- [Kutipan Teks]
========================================================================

Pertanyaan kapan pandemi ini akan berakhir semakin pudar jawabannya. Sebelum ini hadirnya vaksin berhasil memberikan harapan. Vaksin mulai terdistribusi namun roda kehidupan tak terasa juga bergerak. Saya rindu hari-hari aktif padat karya dan rasa sebelum Corona. Jantung ini mulai kelelahan berdegup selalu lebih kuat setiap bulan mengiringi berkurangnya saldo tabungan, yang berbanding terbalik dengan angka kenaikan Covid. Kapan selesainya? Jangan salahkan kalau saya adalah manusia optimis yang selalu melihat ke depan. Sementara sekarang hidup di depan tampak tetap berkabut tanpa tanda kejelasan pasti.

Maybe You Should Talk To Someone karya Lori Gottlieb

Melalui obrolan bersama @kartuposinsta di Brunch with Dave, Kenny Santana merekomendasikan buku Maybe You Should Talk to Someone yang ditulis oleh terapis Lori Gottlieb. Bab 12 di buku tersebut membahas esai yang ditulis oleh penulis dan aktivis sosial Emily Perl Kingsley berjudul Welcome to Holland tentang pengalamannya hidup dengan anak berkebutuhan khusus. Esai ini banyak diberikan pada orang tua yang hidup dengan anak down syndrome.

========================================================================

- [Tugas Anda] Ambil dari teks tentang pandemi di atas seluruh bagian mulai "Melalui obrolan bersama" hingga "anak down syndrome.", tanpa mengubah satu kata pun.

Data penautan objek berbahasa alami

========================================================================

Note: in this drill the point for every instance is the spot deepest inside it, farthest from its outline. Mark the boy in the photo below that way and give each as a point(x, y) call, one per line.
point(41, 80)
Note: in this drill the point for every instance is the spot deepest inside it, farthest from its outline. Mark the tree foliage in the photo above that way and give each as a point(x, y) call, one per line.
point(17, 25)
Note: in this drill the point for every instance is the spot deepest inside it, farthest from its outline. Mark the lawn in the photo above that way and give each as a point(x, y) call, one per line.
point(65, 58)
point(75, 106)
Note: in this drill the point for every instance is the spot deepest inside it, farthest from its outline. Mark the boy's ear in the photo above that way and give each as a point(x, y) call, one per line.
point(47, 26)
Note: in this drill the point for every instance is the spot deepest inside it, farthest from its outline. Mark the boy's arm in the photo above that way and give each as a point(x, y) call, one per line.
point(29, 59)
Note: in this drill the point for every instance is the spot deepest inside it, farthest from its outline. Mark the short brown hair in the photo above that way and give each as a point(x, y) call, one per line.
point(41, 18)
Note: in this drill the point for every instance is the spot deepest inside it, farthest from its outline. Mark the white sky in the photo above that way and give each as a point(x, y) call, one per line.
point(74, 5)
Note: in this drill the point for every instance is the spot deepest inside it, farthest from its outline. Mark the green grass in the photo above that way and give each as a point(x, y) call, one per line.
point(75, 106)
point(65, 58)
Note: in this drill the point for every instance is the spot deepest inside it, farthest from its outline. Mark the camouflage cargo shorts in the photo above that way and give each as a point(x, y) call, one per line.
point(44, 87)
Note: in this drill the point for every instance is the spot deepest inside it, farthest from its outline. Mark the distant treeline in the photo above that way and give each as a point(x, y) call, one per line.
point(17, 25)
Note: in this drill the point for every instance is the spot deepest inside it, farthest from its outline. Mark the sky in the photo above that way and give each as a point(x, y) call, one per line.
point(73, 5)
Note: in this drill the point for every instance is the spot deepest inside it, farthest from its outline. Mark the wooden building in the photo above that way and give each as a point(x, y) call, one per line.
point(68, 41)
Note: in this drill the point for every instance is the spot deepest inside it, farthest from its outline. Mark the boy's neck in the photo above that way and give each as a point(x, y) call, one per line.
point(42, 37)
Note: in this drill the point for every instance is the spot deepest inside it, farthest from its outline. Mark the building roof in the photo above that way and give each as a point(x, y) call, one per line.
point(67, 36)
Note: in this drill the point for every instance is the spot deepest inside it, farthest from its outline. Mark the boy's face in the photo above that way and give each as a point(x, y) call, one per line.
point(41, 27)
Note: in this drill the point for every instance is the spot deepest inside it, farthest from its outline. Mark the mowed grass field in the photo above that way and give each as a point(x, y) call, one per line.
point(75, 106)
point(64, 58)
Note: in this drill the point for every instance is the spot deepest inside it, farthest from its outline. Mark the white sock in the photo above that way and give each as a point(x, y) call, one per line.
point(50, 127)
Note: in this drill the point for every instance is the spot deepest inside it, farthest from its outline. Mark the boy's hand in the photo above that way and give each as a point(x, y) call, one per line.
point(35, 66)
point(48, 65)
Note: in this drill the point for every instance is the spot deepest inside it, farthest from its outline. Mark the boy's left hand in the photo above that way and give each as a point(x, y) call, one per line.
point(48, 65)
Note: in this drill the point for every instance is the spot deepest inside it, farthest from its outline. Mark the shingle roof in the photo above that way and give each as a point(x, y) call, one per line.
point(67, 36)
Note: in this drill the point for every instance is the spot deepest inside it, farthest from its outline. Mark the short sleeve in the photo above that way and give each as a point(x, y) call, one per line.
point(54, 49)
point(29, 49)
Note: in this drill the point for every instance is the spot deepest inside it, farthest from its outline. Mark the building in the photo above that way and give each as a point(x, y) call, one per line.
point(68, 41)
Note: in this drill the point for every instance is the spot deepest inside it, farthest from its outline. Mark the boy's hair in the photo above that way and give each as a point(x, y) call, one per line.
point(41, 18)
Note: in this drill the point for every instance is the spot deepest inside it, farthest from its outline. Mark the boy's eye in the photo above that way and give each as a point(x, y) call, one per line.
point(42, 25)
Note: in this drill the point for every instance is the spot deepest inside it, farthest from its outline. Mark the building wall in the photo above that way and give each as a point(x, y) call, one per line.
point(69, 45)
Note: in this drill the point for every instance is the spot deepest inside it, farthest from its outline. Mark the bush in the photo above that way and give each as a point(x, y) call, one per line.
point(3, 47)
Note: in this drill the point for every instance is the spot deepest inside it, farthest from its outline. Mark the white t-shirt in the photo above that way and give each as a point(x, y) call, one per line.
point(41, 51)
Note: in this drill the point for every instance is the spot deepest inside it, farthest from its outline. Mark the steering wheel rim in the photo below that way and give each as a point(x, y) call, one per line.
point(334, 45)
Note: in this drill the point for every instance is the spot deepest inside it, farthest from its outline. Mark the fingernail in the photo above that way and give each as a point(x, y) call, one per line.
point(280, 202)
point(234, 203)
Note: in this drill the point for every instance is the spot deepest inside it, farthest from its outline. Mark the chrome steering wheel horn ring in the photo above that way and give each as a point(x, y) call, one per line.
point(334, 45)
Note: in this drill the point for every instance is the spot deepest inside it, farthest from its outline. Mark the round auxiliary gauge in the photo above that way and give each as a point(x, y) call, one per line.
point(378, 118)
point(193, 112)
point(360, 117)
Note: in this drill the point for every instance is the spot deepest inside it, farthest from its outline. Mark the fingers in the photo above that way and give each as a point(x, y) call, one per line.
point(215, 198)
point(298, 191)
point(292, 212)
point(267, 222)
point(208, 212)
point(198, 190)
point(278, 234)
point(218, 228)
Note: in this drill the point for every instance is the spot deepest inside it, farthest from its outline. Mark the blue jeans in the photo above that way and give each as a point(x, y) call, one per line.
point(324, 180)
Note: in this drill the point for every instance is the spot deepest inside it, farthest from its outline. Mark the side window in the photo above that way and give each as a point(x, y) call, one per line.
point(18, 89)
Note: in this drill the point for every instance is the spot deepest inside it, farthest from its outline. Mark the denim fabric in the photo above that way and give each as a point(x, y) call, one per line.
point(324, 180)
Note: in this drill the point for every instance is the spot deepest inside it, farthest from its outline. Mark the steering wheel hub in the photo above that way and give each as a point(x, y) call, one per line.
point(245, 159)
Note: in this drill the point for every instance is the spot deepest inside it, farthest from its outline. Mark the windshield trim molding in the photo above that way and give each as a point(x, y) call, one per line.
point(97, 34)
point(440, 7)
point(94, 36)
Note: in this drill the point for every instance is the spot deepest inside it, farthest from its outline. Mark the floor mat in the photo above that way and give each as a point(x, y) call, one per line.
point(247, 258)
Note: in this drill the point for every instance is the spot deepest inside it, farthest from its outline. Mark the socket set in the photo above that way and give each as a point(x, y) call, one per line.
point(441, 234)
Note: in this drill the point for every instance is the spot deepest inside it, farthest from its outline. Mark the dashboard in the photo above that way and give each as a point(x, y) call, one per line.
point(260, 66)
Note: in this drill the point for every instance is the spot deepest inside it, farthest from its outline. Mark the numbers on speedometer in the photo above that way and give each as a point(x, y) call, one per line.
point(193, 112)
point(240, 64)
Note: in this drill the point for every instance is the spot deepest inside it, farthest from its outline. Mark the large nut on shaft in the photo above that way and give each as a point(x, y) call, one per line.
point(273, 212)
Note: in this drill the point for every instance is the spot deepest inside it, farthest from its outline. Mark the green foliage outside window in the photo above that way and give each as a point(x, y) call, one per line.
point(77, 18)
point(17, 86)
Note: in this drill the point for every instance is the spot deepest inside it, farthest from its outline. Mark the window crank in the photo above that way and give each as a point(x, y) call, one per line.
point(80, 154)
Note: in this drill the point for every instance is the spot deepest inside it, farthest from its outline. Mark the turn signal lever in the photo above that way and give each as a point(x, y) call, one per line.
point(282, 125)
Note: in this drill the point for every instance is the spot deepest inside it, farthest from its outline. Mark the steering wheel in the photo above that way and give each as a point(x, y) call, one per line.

========================================================================

- [Penyelesaian]
Melalui obrolan bersama @kartuposinsta di Brunch with Dave, Kenny Santana merekomendasikan buku Maybe You Should Talk to Someone yang ditulis oleh terapis Lori Gottlieb. Bab 12 di buku tersebut membahas esai yang ditulis oleh penulis dan aktivis sosial Emily Perl Kingsley berjudul Welcome to Holland tentang pengalamannya hidup dengan anak berkebutuhan khusus. Esai ini banyak diberikan pada orang tua yang hidup dengan anak down syndrome.